**Task instructions**
Copy out each line of the data that contains "target".
════════════════
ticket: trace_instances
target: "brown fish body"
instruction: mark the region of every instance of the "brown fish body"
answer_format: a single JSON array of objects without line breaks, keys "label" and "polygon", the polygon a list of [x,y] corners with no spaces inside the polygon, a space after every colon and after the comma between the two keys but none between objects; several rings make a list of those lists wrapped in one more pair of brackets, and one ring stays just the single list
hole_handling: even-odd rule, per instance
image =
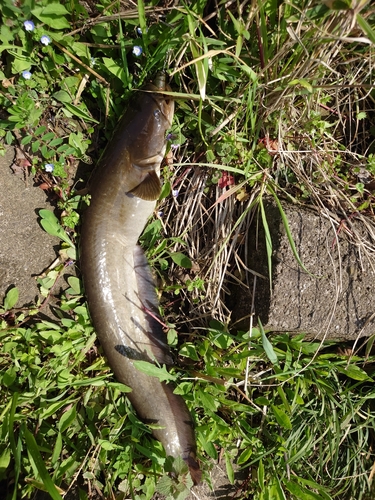
[{"label": "brown fish body", "polygon": [[172,118],[173,101],[142,93],[120,121],[90,183],[81,270],[90,315],[116,378],[132,389],[129,399],[139,417],[161,427],[153,434],[167,455],[182,456],[197,482],[195,436],[184,400],[171,385],[134,366],[135,360],[172,363],[165,334],[149,314],[158,315],[158,301],[137,245],[160,192],[159,168]]}]

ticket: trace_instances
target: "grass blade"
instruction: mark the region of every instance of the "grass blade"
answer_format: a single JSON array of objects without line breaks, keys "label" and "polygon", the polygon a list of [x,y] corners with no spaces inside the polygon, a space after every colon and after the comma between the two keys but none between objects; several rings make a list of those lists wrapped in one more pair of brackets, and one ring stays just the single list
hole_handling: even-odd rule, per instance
════════════════
**Exercise answer**
target: "brown fish body"
target: "grass blade"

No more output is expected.